→ **Work order**
No output is needed beyond the number of lines in the listing that contain the word "white".

→ **Information shown**
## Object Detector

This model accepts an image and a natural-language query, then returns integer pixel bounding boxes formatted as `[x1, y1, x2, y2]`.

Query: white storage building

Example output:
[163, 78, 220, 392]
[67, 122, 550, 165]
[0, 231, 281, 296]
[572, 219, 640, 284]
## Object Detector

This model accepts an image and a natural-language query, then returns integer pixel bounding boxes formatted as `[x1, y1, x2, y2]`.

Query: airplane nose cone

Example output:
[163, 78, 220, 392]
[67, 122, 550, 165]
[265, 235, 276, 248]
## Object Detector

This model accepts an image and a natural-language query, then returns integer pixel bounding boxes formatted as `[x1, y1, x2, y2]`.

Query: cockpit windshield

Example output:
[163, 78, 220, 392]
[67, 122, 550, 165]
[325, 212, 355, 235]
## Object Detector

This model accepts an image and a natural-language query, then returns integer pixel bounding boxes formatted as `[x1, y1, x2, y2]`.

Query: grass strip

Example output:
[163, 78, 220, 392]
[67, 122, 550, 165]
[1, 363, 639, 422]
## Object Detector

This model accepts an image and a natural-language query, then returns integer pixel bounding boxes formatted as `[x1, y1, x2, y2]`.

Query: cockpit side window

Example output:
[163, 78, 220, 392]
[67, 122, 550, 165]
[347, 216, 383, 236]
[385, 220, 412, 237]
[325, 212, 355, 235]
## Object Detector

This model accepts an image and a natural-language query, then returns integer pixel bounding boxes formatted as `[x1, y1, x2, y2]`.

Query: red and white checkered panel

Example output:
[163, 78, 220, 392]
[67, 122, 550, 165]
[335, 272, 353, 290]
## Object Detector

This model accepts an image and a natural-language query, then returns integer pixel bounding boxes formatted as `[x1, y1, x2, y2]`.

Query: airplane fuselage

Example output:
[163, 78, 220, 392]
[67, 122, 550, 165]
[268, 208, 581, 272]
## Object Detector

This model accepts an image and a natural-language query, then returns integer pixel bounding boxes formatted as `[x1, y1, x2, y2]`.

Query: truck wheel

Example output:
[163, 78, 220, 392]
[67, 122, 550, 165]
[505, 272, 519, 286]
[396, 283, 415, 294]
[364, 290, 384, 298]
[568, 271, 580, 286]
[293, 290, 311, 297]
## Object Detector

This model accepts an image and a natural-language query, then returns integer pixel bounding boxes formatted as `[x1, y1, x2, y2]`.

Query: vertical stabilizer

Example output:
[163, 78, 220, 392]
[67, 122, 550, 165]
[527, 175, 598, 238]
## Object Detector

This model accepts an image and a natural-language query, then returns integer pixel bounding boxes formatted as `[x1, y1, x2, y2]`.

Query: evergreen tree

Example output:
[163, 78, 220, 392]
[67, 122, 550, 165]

→ **Exercise response**
2